» **DATASET CONTENT**:
━━━━━━━━━━
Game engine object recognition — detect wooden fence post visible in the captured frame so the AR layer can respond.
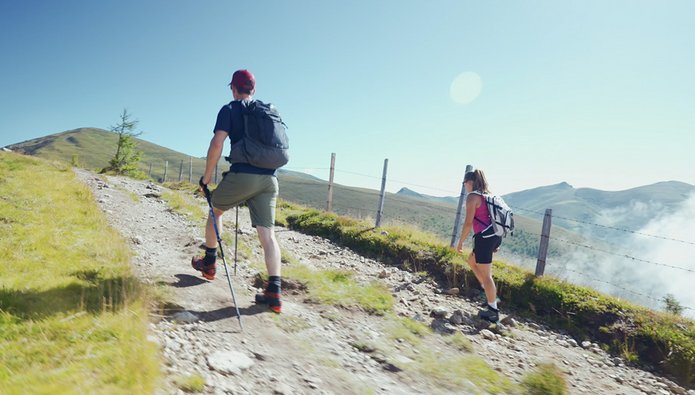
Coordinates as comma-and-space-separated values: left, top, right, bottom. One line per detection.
536, 208, 553, 277
375, 159, 389, 228
326, 152, 335, 212
162, 160, 169, 183
451, 165, 473, 248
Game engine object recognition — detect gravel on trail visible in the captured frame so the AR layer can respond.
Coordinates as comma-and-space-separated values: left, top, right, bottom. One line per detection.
75, 169, 695, 395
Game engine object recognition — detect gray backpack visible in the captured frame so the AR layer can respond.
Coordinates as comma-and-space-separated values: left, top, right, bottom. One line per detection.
226, 100, 290, 169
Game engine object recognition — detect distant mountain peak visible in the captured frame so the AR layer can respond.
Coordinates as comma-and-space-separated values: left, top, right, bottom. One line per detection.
396, 187, 422, 196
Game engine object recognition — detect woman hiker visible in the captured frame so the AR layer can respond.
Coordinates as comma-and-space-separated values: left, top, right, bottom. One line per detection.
456, 170, 502, 323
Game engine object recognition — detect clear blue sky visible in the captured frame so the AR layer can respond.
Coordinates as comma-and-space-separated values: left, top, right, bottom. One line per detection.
0, 0, 695, 195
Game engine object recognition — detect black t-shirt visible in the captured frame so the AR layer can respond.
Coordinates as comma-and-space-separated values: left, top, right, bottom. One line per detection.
212, 100, 275, 175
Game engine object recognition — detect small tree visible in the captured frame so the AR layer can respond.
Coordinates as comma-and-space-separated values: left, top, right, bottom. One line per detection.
663, 294, 683, 315
102, 109, 142, 176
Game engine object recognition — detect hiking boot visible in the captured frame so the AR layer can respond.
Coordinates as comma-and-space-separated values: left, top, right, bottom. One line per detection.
478, 305, 500, 324
478, 297, 501, 309
191, 256, 217, 280
256, 291, 282, 314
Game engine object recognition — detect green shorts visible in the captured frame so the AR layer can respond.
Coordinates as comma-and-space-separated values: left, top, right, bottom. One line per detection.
212, 172, 279, 228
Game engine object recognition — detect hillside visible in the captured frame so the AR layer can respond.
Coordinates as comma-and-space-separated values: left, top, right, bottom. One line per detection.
504, 181, 695, 241
72, 171, 687, 395
8, 128, 564, 257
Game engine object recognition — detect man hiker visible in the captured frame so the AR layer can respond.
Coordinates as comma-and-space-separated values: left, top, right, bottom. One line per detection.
191, 70, 282, 313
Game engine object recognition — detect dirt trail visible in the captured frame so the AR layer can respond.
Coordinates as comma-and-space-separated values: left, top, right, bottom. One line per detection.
76, 169, 695, 395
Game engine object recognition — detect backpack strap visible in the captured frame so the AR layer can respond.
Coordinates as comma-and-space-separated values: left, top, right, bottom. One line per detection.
469, 191, 494, 226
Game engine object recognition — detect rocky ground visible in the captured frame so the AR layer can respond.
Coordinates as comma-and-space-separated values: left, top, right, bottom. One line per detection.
76, 170, 695, 395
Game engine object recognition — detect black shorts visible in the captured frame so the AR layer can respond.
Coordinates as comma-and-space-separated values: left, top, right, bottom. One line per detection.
473, 233, 502, 263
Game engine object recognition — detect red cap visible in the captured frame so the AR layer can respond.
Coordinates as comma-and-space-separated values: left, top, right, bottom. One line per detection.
229, 70, 256, 91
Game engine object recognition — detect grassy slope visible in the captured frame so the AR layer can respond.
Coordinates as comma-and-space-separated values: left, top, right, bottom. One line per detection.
278, 203, 695, 386
0, 153, 159, 394
10, 128, 228, 181
10, 128, 578, 257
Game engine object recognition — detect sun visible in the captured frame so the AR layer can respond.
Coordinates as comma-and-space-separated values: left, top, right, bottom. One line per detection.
449, 71, 483, 104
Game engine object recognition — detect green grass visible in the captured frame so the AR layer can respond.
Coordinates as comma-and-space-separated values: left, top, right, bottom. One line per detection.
521, 364, 568, 395
406, 350, 518, 394
162, 191, 207, 224
283, 264, 394, 315
387, 317, 432, 346
174, 373, 205, 392
444, 332, 473, 352
278, 202, 695, 386
0, 153, 160, 394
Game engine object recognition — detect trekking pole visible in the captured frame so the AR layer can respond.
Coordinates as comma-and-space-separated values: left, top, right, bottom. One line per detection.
234, 206, 239, 277
200, 177, 244, 332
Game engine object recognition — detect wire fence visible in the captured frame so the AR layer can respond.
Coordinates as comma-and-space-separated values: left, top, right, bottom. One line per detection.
156, 156, 695, 310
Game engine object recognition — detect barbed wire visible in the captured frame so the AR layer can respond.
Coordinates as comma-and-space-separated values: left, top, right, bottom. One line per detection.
562, 267, 695, 310
509, 205, 695, 245
550, 237, 695, 273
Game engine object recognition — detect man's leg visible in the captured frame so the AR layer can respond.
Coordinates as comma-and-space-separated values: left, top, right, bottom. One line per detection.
256, 226, 282, 313
205, 208, 224, 249
191, 209, 223, 280
256, 226, 282, 276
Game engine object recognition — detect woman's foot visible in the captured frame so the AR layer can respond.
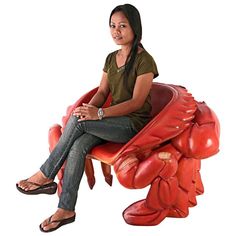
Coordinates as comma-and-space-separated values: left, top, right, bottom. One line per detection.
17, 171, 53, 192
39, 208, 75, 232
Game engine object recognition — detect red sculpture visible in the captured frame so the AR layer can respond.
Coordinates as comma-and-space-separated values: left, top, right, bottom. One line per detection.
49, 83, 220, 225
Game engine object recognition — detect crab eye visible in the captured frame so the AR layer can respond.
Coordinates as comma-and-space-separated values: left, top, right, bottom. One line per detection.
120, 24, 126, 28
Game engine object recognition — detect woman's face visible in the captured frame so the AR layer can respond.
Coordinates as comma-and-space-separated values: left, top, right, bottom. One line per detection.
110, 11, 134, 45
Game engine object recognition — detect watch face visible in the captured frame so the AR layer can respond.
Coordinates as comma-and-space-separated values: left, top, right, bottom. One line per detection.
98, 108, 104, 119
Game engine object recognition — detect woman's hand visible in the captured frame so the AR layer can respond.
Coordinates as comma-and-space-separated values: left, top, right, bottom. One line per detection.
73, 103, 98, 121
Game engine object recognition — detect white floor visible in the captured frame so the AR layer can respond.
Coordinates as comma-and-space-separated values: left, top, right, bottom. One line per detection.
0, 0, 236, 236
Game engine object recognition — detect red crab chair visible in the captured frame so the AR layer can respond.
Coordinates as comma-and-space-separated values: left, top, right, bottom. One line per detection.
49, 83, 219, 225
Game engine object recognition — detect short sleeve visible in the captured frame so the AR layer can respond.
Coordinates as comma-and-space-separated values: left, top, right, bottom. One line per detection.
103, 53, 112, 73
136, 51, 159, 78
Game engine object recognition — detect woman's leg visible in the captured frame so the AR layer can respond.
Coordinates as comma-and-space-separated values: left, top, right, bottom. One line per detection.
40, 117, 137, 231
58, 133, 104, 211
17, 116, 83, 191
40, 133, 104, 231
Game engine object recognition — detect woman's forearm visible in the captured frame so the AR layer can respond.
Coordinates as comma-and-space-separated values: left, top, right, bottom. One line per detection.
89, 92, 107, 107
103, 99, 140, 117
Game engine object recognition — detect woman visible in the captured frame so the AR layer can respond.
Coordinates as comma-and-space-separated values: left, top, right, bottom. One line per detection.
16, 4, 158, 232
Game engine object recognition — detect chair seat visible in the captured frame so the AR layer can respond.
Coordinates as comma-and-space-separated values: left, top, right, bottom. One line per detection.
87, 142, 125, 165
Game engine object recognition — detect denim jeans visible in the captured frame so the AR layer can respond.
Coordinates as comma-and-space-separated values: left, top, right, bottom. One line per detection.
40, 115, 137, 211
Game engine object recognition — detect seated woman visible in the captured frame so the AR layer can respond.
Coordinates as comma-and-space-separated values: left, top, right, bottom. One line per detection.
16, 4, 158, 232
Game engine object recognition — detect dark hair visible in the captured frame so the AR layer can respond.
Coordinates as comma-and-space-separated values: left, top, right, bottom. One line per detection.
109, 4, 143, 86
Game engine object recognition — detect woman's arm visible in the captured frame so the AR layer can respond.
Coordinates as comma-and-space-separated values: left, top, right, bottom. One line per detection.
74, 73, 154, 120
103, 73, 154, 117
89, 72, 110, 107
73, 72, 110, 120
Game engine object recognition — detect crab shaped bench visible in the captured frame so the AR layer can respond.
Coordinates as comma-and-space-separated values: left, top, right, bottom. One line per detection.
49, 82, 220, 225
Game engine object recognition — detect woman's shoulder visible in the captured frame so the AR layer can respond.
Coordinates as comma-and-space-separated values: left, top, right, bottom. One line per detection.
137, 49, 155, 63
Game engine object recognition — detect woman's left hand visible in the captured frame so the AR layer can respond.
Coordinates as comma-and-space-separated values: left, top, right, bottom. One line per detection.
73, 103, 98, 121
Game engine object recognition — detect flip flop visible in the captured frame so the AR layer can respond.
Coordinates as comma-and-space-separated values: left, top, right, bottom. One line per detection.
16, 179, 57, 195
39, 214, 75, 233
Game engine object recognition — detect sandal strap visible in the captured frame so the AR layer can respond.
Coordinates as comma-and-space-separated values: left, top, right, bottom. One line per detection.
23, 179, 42, 187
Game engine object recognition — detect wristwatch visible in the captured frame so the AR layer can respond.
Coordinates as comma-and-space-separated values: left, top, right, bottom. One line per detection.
98, 108, 104, 120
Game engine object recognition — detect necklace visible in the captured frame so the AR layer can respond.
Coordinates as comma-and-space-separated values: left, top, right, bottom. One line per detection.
117, 65, 125, 73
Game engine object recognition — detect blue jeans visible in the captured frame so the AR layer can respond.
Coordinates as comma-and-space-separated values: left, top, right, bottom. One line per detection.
40, 115, 137, 211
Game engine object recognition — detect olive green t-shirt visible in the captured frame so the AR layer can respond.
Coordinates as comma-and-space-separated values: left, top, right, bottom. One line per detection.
103, 50, 158, 131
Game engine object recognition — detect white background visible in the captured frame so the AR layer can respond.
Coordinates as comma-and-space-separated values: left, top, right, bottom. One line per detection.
0, 0, 236, 236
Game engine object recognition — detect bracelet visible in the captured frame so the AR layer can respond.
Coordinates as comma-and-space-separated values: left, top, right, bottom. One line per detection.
98, 108, 104, 120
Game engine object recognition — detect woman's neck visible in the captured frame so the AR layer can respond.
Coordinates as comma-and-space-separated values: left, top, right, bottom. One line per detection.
119, 45, 131, 57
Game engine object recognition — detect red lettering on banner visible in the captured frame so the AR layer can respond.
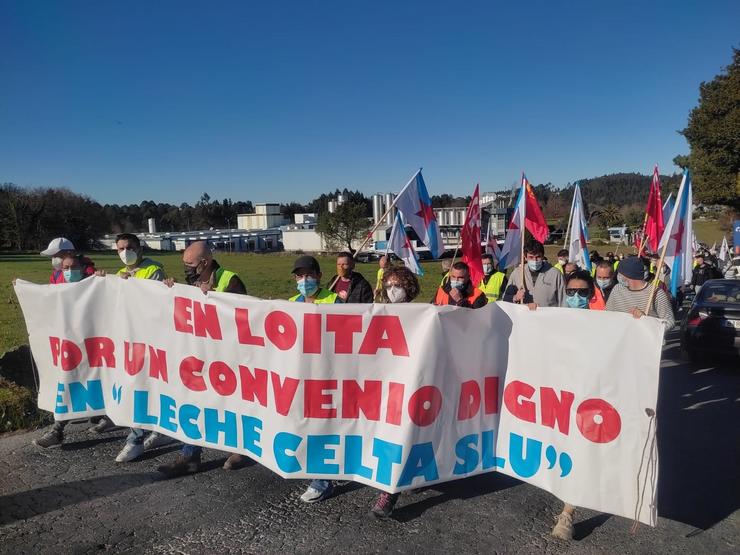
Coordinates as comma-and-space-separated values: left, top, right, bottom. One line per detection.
208, 360, 236, 397
457, 380, 481, 420
149, 345, 168, 382
540, 387, 575, 435
270, 372, 300, 416
85, 337, 116, 368
483, 376, 498, 414
303, 313, 321, 355
49, 336, 62, 366
193, 301, 221, 339
180, 357, 206, 391
385, 382, 406, 426
342, 380, 383, 420
360, 316, 409, 357
326, 314, 362, 355
234, 308, 265, 347
409, 385, 442, 427
265, 310, 298, 351
303, 380, 337, 418
504, 380, 537, 422
174, 297, 193, 333
239, 364, 267, 407
49, 337, 82, 372
123, 341, 146, 376
576, 399, 622, 443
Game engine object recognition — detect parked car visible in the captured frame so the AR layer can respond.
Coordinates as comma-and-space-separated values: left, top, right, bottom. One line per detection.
681, 279, 740, 360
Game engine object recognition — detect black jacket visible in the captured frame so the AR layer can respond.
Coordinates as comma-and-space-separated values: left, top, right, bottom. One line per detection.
691, 262, 722, 286
329, 270, 375, 303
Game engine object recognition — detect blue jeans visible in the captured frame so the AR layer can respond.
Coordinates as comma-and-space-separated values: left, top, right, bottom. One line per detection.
180, 443, 203, 459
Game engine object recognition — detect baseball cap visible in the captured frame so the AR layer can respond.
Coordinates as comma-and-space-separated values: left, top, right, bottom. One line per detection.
292, 256, 321, 274
617, 256, 645, 279
41, 237, 77, 256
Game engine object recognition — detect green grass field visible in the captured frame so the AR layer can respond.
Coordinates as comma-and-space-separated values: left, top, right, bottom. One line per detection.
0, 220, 722, 354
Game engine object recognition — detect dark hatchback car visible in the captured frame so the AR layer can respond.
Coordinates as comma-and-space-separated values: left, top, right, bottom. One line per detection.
681, 279, 740, 360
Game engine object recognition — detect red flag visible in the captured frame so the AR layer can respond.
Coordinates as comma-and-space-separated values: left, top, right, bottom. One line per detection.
460, 185, 483, 287
644, 166, 665, 252
522, 175, 550, 243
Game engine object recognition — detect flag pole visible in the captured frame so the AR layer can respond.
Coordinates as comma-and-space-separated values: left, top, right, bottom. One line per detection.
348, 168, 423, 260
645, 237, 670, 316
563, 186, 578, 249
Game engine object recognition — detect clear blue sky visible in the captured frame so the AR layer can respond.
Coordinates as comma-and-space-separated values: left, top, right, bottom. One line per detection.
0, 0, 740, 203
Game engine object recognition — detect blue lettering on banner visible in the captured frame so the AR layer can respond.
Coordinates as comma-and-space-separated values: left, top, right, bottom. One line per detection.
306, 434, 339, 474
159, 394, 177, 432
272, 432, 303, 473
344, 436, 373, 480
398, 442, 439, 487
242, 414, 262, 457
203, 409, 236, 447
54, 383, 69, 414
373, 437, 403, 486
509, 432, 542, 478
178, 404, 203, 440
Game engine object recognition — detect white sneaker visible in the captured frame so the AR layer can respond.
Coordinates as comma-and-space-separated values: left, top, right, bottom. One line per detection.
551, 512, 573, 541
116, 443, 144, 462
144, 432, 174, 450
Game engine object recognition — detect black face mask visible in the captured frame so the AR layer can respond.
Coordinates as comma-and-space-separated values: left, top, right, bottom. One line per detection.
185, 264, 202, 285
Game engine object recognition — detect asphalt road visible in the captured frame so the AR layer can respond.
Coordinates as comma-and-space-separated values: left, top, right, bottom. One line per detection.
0, 330, 740, 554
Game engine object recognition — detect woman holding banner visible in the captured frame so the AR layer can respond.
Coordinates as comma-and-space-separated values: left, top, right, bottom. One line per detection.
370, 266, 420, 519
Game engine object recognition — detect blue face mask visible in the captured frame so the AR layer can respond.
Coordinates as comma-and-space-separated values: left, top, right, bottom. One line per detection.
450, 279, 465, 289
596, 278, 612, 289
565, 293, 588, 308
296, 277, 319, 297
62, 270, 82, 283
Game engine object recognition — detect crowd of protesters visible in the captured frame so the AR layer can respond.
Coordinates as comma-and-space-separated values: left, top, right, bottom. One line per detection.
26, 233, 732, 539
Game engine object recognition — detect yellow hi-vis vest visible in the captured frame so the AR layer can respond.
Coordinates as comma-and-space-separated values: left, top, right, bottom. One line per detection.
288, 289, 338, 304
478, 272, 506, 303
118, 258, 166, 279
213, 268, 236, 293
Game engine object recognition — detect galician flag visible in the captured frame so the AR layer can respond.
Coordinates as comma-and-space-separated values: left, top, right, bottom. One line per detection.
568, 183, 591, 272
498, 174, 527, 272
386, 212, 424, 276
659, 170, 694, 297
486, 217, 501, 262
460, 185, 483, 285
396, 170, 445, 258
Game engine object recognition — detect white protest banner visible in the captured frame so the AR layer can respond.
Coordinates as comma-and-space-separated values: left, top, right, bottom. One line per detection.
15, 277, 663, 525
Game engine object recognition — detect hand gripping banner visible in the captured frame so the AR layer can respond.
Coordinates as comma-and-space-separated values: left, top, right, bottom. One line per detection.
15, 276, 663, 525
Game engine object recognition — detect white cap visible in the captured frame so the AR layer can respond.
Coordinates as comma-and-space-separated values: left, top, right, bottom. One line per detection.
41, 237, 76, 256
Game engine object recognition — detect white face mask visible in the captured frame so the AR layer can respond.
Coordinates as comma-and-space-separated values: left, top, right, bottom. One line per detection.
385, 285, 406, 303
118, 249, 139, 266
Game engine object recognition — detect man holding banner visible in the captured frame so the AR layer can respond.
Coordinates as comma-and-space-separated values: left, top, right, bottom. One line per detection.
158, 241, 247, 478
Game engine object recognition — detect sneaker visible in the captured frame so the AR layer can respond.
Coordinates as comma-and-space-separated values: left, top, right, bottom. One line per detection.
301, 480, 334, 503
370, 492, 398, 519
33, 430, 64, 449
89, 416, 116, 434
224, 453, 249, 470
551, 512, 573, 540
157, 453, 200, 478
116, 443, 144, 462
144, 432, 173, 450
━━━━━━━━━━
» **CHALLENGE**: Repeat, character for character, the lines from the one that holds "Game engine object recognition — detect galician" to the final line of the material, inclusive, and no other lines.

» **REPLY**:
Game engine object recognition — detect galician flag visible in the captured frame so the AR layer can respond.
Coordinates as comma-and-space-separated values: left, top, right, bottom. One line per detection.
568, 183, 591, 272
498, 174, 527, 272
386, 212, 424, 276
659, 170, 694, 297
486, 217, 501, 262
460, 185, 483, 285
396, 170, 445, 258
Game engine object recognition — detect white protest banner visible in the captured frame so the AR layer can respond.
Coordinates as comma-and-space-separated values: left, top, right, bottom. One line per detection.
15, 277, 663, 525
Game engine object recognition — detect hand gripping banner visible in the captured frame so the AR layer can respond.
Coordinates as comma-and-space-separated values: left, top, right, bottom. One line per detection.
15, 276, 663, 525
Game engine object recognition — detect white cap visible in the captured frame so the AR layer can respond.
Coordinates as comma-and-space-separated values: left, top, right, bottom. One line per detection.
41, 237, 76, 256
Game engine object recognition — detect white face mask visible in the captured frame so the AR layer can respond.
Coordinates as comma-and-space-separated values: left, top, right, bottom. One line per detection.
385, 285, 406, 303
118, 249, 139, 266
Game engine object recognition — detect man holding banner visible in the captured frame so the AR layer can respond.
Coordinates as comma-and-space-separated values: left, top, right, bottom. One line per detection.
158, 241, 247, 478
Game engine object recognition — detect sneaker visible in the captured frame so the AR layer can respond.
Coordinates as comma-and-space-separated values: left, top, right, bottom. One line per detection.
301, 480, 334, 503
370, 492, 398, 519
33, 430, 64, 449
89, 416, 116, 434
224, 453, 249, 470
551, 512, 573, 540
157, 453, 200, 478
116, 443, 144, 462
144, 432, 173, 450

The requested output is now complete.